#### Seçilen Metin
Kalp Hastaları İftardan Sonra Ardı Ardına Sigara ve Kahve İçmemeli
Ramazan ayının yaz mevsimine denk gelmesi, artan sıcaklık, uzun süren açlık, iftar sonrası ardı ardına sigara ve kahve içmek, hızlı yemek yemek, sahura kalkmamak gibi sağlıklı kişileri bile olumsuz etkileyen bu hatalı alışkanlıklar, kalp hastalarında çok ciddi tablolara yol açabilir.
Kalp hastalarının ramazan ayında oruç tutarken nelere dikkat etmesi gerektiği ile ilgili açıklama yapan Acıbadem Kayseri Hastanesi Kardiyoloji Uzmanı Prof.Dr.Ergün Seyfeli şunları söyledi:” Koroner arter hastalığı bilinen veya kalp krizi geçiren hastaların şayet herhangi bir şikayeti yoksa, ilaçlarını düzenli kullanıyor ve yapılan kalp muayenesinde bir problem tespit edilmediyse oruç tutmalarında sakınca yoktur.
Yapılan çalışmalarda ramazan ayında kalp krizlerinde herhangi bir artış tespit edilmemiştir. Ramazan ayında görülen kalp krizlerinin nedeni daha çok iftar veya sahurda yenilen ağır yemeklerden kaynaklanmaktadır. Bu nedenle iftar ve sahurda ağır yemek yenmemeli ve yemek sonrası sigara tiryakilerinin aşırı sigara içmemeleri önerilmektedir. Özellikle sigara sonrası ani tansiyon yüksekliği, koroner spazm ve pıhtılaşmayı arttırarak kalp krizlerini tetikleyebilir.
Ayrıca yapılan araştırmalar, orucun kalp yetmezliğinden hastanelere yatış sıklığını arttırmadığını da gösteriyor. Fakat buna rağmen kalp yetmezliği olan hastalar koroner kalp hastalarına göre daha riskli bir grubu oluşturuyor. Bu hastalar yaz aylarında ve uzun açlık döneminde halsizlik, bitkinlik, tansiyon düşüklüğü, aritmiler ve şuur değişikliğine kadar ilerleyen klinik tablo ile karşılaşabilirler. Bu nedenle kalp yetmezliği hastaları mümkünse oruç tutmamalı, tutmak isteyenlerin ise oruç tutmadan önce mutlaka kendilerini takip eden kardiyoloji uzmanına danışmalıdırlar.

#### Görev Talimatları
a – Kalp hastaları ve oruçla ilgili metinden, "Ayrıca yapılan araştırmalar, orucun" sözcüklerinin geçtiği yerden başlayan ve "kardiyoloji uzmanına danışmalıdırlar." sözcüklerinden sonra biten bölümü aynen yazın.
b – Kalp hastaları ve oruçla ilgili metne göre ramazan ayında görülen kalp krizlerinin nedeni daha çok nedir?
Liste, metinden ayrı ve bağımsız bir malzemedir.

[Gönderge ifadesi işaretleme verileri]
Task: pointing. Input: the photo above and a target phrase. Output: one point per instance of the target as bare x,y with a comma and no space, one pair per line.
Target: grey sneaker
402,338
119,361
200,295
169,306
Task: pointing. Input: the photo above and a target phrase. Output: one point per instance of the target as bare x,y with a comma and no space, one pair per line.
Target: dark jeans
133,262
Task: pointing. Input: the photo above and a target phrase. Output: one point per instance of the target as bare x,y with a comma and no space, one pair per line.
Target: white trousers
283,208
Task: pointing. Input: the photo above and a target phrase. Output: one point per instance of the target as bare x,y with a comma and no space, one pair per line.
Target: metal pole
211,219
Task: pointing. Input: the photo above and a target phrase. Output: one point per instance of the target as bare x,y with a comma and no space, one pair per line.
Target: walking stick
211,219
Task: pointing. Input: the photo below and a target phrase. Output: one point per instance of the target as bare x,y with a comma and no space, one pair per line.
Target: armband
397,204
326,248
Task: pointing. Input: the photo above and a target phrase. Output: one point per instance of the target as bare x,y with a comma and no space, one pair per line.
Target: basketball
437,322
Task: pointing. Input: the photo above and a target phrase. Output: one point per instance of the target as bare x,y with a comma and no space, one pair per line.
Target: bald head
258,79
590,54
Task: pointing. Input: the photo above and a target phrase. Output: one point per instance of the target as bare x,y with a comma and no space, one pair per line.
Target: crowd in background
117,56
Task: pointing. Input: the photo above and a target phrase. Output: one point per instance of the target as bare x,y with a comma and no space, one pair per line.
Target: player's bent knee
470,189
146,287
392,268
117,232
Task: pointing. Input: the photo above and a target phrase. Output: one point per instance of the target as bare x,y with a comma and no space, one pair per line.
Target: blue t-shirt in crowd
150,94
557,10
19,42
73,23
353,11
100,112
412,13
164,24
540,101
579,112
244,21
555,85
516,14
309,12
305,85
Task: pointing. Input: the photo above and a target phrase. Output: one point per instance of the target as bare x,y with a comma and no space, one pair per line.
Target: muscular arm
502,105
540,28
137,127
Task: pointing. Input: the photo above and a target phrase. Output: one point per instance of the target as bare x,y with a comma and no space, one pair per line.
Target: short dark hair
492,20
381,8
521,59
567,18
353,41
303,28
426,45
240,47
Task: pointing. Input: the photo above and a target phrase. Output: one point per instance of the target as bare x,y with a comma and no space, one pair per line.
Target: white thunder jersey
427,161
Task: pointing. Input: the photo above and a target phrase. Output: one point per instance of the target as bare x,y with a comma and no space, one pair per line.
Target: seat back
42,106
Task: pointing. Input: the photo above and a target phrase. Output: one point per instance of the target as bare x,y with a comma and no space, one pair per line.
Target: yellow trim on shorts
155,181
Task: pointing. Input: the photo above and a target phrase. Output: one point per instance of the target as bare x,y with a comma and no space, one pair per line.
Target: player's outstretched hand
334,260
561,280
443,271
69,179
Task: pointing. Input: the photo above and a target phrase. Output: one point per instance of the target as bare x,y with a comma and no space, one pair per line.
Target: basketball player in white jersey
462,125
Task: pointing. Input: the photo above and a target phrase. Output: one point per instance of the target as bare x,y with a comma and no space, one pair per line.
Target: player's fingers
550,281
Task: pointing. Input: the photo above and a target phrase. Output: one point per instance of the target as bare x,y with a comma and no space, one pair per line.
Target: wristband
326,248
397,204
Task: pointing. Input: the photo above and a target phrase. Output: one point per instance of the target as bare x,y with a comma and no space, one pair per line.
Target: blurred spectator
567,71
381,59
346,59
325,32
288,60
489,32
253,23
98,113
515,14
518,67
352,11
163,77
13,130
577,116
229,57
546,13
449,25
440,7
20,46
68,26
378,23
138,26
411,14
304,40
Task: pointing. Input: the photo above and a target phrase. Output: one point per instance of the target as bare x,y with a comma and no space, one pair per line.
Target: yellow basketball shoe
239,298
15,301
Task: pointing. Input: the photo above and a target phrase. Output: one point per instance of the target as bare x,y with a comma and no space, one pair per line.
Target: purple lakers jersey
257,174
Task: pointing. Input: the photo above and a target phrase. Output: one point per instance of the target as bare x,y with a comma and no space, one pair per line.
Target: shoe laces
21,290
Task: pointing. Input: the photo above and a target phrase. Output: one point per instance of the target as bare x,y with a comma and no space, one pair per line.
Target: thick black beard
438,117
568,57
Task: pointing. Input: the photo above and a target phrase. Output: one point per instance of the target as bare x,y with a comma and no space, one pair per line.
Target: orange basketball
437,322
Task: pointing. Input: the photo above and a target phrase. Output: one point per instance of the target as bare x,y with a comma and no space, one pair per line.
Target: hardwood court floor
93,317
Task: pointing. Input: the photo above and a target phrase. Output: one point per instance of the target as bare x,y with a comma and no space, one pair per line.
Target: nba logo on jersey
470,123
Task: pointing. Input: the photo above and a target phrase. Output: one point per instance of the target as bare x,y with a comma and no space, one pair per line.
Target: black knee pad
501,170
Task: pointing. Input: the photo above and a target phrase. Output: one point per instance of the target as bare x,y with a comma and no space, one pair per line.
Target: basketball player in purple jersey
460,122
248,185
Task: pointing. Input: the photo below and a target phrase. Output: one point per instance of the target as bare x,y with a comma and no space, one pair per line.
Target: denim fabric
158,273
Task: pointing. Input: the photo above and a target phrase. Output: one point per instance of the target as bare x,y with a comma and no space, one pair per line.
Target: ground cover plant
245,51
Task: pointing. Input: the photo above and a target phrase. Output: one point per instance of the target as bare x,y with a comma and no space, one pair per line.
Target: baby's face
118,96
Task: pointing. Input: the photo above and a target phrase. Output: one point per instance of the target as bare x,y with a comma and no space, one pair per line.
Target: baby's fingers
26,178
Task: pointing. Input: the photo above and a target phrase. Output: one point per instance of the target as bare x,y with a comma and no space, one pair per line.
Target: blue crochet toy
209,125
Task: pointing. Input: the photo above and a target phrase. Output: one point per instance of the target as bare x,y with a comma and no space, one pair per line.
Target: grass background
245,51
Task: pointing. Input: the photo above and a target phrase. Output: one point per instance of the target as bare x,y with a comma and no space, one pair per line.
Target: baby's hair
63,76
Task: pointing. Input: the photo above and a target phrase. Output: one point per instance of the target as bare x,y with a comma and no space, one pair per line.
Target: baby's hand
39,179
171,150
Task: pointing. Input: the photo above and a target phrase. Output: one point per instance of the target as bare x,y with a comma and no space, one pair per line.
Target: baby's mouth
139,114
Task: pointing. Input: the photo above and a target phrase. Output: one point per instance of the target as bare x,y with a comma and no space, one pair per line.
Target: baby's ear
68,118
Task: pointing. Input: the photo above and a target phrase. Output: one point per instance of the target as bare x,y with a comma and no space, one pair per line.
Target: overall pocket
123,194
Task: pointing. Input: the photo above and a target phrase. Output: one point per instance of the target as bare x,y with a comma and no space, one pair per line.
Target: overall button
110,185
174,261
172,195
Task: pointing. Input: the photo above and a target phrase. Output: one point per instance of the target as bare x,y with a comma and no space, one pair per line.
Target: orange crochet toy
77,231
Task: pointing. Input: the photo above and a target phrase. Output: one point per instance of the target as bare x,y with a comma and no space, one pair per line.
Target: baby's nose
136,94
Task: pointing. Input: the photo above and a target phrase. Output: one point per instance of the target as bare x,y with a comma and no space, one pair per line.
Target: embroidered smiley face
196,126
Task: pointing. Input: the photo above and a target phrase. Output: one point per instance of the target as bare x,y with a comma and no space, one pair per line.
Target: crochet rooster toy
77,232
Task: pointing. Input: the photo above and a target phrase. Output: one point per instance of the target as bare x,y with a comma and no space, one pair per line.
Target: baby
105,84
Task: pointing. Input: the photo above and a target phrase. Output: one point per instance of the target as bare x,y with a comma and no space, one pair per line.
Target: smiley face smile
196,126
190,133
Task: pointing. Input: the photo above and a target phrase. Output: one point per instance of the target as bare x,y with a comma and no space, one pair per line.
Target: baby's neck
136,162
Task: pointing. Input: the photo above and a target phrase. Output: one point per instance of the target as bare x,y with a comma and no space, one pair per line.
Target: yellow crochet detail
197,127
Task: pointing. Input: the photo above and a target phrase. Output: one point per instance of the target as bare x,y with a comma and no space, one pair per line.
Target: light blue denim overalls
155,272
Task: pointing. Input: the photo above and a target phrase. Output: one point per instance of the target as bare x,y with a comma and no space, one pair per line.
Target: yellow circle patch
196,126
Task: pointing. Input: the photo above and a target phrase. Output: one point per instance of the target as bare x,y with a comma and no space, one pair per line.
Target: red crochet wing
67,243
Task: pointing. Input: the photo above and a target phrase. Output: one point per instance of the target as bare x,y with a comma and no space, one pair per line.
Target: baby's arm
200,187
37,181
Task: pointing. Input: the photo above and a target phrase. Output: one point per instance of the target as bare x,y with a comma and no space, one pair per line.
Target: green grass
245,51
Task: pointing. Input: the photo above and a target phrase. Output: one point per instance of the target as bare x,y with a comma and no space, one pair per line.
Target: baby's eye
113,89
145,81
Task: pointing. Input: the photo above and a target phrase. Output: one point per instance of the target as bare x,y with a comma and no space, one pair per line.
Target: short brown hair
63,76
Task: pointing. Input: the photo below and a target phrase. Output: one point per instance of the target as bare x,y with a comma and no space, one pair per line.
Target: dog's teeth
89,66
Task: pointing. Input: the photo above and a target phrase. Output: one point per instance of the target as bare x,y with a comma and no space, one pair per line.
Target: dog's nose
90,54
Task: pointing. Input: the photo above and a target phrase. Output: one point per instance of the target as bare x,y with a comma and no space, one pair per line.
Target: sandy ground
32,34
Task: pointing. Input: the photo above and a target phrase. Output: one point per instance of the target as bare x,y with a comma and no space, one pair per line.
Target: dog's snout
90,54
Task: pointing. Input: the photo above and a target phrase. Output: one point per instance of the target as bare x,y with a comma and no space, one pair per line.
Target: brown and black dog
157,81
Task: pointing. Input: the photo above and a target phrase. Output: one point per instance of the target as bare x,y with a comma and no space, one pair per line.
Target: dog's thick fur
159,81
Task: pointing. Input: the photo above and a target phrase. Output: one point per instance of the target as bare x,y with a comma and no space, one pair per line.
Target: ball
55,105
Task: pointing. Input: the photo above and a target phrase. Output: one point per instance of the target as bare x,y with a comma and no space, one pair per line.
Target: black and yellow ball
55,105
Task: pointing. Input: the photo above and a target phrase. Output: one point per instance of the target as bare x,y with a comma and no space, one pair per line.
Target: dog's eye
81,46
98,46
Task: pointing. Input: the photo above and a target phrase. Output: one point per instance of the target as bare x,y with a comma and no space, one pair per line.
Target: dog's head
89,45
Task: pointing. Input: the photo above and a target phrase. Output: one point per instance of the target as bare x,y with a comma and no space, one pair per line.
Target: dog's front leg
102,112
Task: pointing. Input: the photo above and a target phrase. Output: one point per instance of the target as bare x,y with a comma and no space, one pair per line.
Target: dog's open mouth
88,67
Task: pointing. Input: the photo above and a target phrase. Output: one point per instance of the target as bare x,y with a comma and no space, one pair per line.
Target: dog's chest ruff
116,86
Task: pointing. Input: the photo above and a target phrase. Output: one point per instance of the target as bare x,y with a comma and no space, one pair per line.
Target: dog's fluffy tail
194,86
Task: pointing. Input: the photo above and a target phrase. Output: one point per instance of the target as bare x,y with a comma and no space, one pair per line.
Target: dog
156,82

#### Sıralı Yanıtlar
a –
Ayrıca yapılan araştırmalar, orucun kalp yetmezliğinden hastanelere yatış sıklığını arttırmadığını da gösteriyor. Fakat buna rağmen kalp yetmezliği olan hastalar koroner kalp hastalarına göre daha riskli bir grubu oluşturuyor. Bu hastalar yaz aylarında ve uzun açlık döneminde halsizlik, bitkinlik, tansiyon düşüklüğü, aritmiler ve şuur değişikliğine kadar ilerleyen klinik tablo ile karşılaşabilirler. Bu nedenle kalp yetmezliği hastaları mümkünse oruç tutmamalı, tutmak isteyenlerin ise oruç tutmadan önce mutlaka kendilerini takip eden kardiyoloji uzmanına danışmalıdırlar.

b – İftar veya sahurda yenilen ağır yemekler.